-- START OF EXTRACT TO READ --

Nick: Right, right. And I think it is also important to how you approach them. If you approach them directly looking for services they are not; in my experience in Spain is if you approach them looking for services they weren’t really likely, but if you approach them more as “Hey I’m just a blind person here looking to learn more about your organization,” they were a lot more open. So, you know, it depends a lot in how you approach them. But you know the one thing you have to consider is, they’re going to oftentimes possibly force their beliefs on to you as well so that is something to also keep in mind.
Monica: And number 1, in no particular order.
Nick: And number 1, in no particular order *[speech is not clear here* 19:48ff]. Consider investigating the size and shape of the money. Get familiar with the local currency. Just because it is always good, the more confident you can be in dealing with things like money, paying for a bill at a restaurant, things like that, it is just one more aspect of independence. You know, if you are quickly able to identify the bills of like yen in Japan, how the 5000 is bigger than the 1000, things like that. If you can quickly sort through your wallet and find that money it is just going to make your life smoother and you won’t have to rely on other people to identify the money.
Monica: For sure. Great. Good, good, good. Nick, I totally appreciate this. This is really informative, very helpful, and adds many different tips that people don’t usually think about. So I appreciate that. And for our last question, our podcast is Ripple Effects: Travelers with Disabilities Abroad. I want to leave with your ripple effect message for message for anybody listening and for them to share with others.

-- END OF EXTRACT TO READ --
-- START OF STORED ROWS --

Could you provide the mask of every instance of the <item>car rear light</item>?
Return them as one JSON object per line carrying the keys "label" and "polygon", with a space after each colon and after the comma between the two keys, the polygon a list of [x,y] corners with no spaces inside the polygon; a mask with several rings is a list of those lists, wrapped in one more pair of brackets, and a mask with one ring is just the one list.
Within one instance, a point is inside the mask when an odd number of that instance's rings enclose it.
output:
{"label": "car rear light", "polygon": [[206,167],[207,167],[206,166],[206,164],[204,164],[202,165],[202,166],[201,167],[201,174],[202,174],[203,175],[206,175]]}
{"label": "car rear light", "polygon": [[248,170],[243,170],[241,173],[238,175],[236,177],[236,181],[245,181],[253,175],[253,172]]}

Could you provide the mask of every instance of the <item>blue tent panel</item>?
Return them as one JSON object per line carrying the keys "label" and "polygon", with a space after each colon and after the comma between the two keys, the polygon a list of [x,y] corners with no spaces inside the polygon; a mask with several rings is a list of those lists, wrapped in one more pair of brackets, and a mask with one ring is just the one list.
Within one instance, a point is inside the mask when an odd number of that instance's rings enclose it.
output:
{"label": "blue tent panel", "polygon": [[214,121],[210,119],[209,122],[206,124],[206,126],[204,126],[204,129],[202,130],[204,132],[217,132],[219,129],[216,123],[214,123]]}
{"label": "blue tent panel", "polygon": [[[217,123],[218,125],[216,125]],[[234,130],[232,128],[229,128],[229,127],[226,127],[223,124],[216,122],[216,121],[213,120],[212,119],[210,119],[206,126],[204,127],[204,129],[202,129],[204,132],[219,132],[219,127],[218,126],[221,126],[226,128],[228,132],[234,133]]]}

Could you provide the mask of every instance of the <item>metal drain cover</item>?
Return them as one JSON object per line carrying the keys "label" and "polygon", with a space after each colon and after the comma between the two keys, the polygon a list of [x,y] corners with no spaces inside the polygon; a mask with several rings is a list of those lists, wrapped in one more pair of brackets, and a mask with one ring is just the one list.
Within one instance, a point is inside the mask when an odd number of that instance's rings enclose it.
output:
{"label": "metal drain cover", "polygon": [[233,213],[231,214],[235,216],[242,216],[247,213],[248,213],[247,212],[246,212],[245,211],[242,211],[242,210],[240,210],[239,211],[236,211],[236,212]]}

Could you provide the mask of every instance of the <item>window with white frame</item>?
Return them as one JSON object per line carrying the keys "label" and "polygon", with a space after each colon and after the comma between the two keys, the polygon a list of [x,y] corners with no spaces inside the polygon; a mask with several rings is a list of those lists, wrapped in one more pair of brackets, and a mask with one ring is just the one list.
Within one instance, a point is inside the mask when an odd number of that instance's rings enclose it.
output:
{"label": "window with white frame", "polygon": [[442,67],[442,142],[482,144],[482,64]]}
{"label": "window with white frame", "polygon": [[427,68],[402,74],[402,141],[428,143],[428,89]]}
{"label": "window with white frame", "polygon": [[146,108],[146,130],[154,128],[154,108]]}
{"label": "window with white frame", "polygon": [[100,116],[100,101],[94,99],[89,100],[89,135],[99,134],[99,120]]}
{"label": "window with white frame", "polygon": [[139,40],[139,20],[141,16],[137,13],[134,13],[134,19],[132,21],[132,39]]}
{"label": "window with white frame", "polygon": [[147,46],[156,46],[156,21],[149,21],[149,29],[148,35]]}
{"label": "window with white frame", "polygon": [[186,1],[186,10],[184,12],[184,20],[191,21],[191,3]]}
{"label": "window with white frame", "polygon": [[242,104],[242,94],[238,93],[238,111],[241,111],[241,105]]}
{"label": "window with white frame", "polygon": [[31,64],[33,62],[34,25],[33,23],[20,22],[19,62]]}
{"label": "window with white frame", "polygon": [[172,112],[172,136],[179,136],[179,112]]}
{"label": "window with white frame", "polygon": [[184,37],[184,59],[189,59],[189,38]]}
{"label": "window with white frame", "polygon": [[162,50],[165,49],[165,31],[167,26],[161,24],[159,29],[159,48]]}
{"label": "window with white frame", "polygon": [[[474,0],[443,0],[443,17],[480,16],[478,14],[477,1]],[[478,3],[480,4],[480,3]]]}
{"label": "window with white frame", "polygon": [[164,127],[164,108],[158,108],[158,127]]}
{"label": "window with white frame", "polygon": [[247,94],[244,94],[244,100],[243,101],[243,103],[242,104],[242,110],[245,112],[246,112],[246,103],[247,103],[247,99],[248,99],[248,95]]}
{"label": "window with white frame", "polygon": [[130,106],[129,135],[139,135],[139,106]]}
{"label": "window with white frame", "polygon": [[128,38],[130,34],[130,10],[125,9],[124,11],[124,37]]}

-- END OF STORED ROWS --

◆ **INSTRUCTION**: Resume the podcast transcript on traveling abroad as a blind person, beginning immediately after its final line.

◆ **ANSWER TO THE TASK**:
Nick: I’m going to say what I’ve said in the past to other people. Don’t let anyone tell you that you can’t study abroad or that you can’t travel abroad. You are the person who knows best what you need, and it’s up to you to figure out what you need in order to be able to study abroad, but it’s totally possible. You know it is something that of us can do and all of us have the right to do, and all of us should have the privilege to do. It is up to us individually to figure out the best strategy to get us there to get us to the point where we can study abroad.
Monica: Yes, so I really want to thank you for this. It is something that you’ve already been doing, it’s something that you’re about to continue to do. You’re about to begin your work in Ecuador and if you don’t mind letting us know who your employer is and what job you’re going to do, because it is really exciting and I know it is something you’ve worked really hard for.
Nick: Sure. I’m actually going to be working for the Ministry of Knowledge and Human Talent. But I’ll be working for the Ministry as an advisor on inclusive education.
Monica: Perfect. Yes. Good luck and congratulations. I think it is really exciting and I think you’re going to do great because this is exactly what you’ve worked towards.
Nick: Well thank you very much. And thank you for putting together podcasts like this that are informational.
Monica: Thank you for your time and I hope everybody looks forward to the second episode, Preparing for a Reaction. I’m Monica Malhotra, your host for Ripple Effects: Travelers with Disabilities Abroad. Thank you for listening and make sure to visit us as miusa.org to learn more about Mobility International USA and our mission to advance disability rights and leadership globally.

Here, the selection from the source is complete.